**Exercise inputs:**
------------------------------------------------------------------------

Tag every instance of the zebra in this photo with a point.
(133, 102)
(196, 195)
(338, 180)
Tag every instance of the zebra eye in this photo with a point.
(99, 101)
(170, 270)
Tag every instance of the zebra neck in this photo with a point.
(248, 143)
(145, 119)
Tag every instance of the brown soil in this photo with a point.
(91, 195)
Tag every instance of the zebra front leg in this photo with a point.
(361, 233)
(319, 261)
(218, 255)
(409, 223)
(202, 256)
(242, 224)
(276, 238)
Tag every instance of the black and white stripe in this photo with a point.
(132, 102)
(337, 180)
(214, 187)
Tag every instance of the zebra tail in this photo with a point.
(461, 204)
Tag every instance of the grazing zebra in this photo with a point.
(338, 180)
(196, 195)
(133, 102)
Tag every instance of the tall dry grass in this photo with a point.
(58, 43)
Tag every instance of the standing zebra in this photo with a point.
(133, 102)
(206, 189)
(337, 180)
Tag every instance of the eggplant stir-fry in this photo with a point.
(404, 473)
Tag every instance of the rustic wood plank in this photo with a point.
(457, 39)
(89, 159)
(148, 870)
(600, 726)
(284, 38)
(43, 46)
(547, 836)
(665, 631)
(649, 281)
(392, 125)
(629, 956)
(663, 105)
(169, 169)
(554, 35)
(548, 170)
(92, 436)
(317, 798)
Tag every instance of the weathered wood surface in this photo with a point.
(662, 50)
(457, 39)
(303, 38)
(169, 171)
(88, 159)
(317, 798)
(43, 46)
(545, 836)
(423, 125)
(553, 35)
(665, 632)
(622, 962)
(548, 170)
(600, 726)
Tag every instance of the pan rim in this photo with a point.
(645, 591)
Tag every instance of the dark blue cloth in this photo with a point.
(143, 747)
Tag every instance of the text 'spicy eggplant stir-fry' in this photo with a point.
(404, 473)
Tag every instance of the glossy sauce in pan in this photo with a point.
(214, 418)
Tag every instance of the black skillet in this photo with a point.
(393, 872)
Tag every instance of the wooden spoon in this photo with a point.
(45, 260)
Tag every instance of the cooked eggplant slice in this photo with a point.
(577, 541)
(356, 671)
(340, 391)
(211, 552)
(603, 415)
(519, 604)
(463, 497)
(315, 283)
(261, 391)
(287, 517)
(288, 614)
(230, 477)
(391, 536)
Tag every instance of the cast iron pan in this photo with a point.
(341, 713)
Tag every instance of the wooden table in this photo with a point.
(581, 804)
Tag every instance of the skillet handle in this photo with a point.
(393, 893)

------------------------------------------------------------------------

**Task to carry out:**
The whole listing should be restated word for word.

**Answer to the exercise:**
Tag every instance of the zebra in this photo with a point.
(133, 102)
(196, 195)
(338, 180)
Tag every instance of the zebra eye in this photo with a point.
(99, 101)
(170, 270)
Tag every instance of the zebra neck in this photo with a point.
(248, 143)
(145, 119)
Tag every instance of the brown soil in this photo with a point.
(91, 195)
Tag every instance of the zebra front leg in this photo with a point.
(361, 233)
(319, 261)
(218, 255)
(409, 223)
(202, 256)
(242, 224)
(276, 238)
Tag every instance of the black and white stripe in this photo with a point.
(132, 102)
(337, 180)
(214, 187)
Tag every instance of the zebra tail in this photo with a point.
(461, 204)
Tag every instance of the grazing zebra in this photo with a point.
(338, 180)
(196, 195)
(133, 102)
Tag every instance of the tall dry grass in this photo with a point.
(58, 43)
Tag every instance of the standing zebra in this photo with a point.
(133, 102)
(206, 189)
(337, 180)
Tag every instance of the eggplant stir-fry in this photo with a point.
(404, 473)
Tag every instance of the rustic wood plank in this photo with a point.
(457, 39)
(89, 159)
(148, 870)
(600, 726)
(284, 38)
(43, 46)
(547, 836)
(665, 631)
(649, 281)
(392, 125)
(629, 956)
(663, 105)
(169, 169)
(554, 35)
(548, 170)
(92, 436)
(317, 798)
Tag every instance of the weathered wood surface in this photo with a point.
(662, 50)
(457, 39)
(303, 38)
(169, 171)
(88, 159)
(317, 798)
(43, 46)
(545, 836)
(423, 125)
(553, 35)
(665, 632)
(622, 962)
(548, 170)
(600, 726)
Tag every instance of the pan rim in this photo with a point.
(645, 591)
Tag every instance of the dark blue cloth in this photo with a point.
(143, 747)
Tag every instance of the text 'spicy eggplant stir-fry' in this photo with a point.
(404, 473)
Tag every instance of the glossy sauce in pan in this photo with a point.
(214, 418)
Tag every instance of the black skillet in this photo with a point.
(393, 872)
Tag every instance of the wooden spoon in this photo with a point.
(45, 260)
Tag every instance of the cooked eggplant slice in this photo with a point.
(577, 541)
(356, 671)
(340, 391)
(211, 552)
(603, 415)
(519, 604)
(463, 497)
(315, 283)
(261, 391)
(287, 517)
(288, 614)
(230, 477)
(391, 536)
Tag every instance of the cast iron pan in this photo with a point.
(341, 713)
Tag every instance of the wooden table in this photo with a point.
(581, 804)
Tag every instance of the skillet handle in this photo with a point.
(393, 893)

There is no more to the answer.